_WORK REQUIRED:_
Below are some records. Print exactly the lines between the one holding "Keypoint guideline: for each instance of the white" and the one holding "Keypoint guideline: for each instance of the row", inclusive, and nothing else.

_EXTRACTED DATA:_
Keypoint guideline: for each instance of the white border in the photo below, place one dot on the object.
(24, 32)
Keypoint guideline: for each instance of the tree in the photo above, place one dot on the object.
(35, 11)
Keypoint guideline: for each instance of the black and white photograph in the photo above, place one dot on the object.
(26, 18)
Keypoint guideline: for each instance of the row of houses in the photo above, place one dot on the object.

---

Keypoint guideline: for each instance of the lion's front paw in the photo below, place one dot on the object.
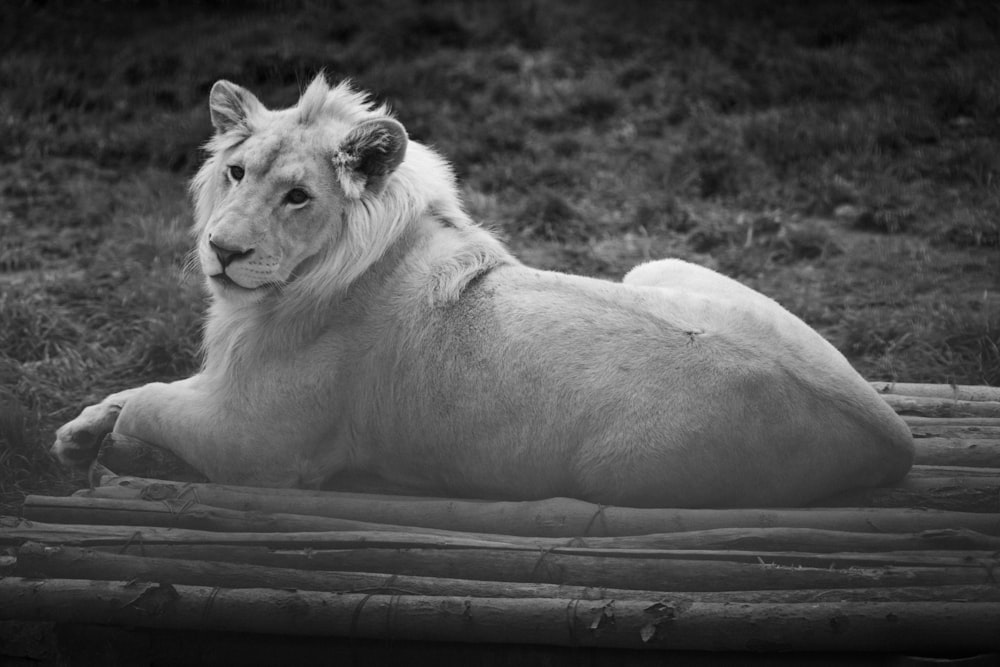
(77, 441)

_RESULT OF THE TASK:_
Keypoint guideline: for each instance of the white border in the photo below, place one dot on the object.
(24, 32)
Keypoint guideline: for each instance of the tree in the photo above, place one dot on the object.
(35, 11)
Keypoint guideline: for each instance of the black and white photograph in the photo above, place one dot on the object.
(26, 18)
Keypoint guideline: for each instance of the row of houses in the photo above, place one dot on the object.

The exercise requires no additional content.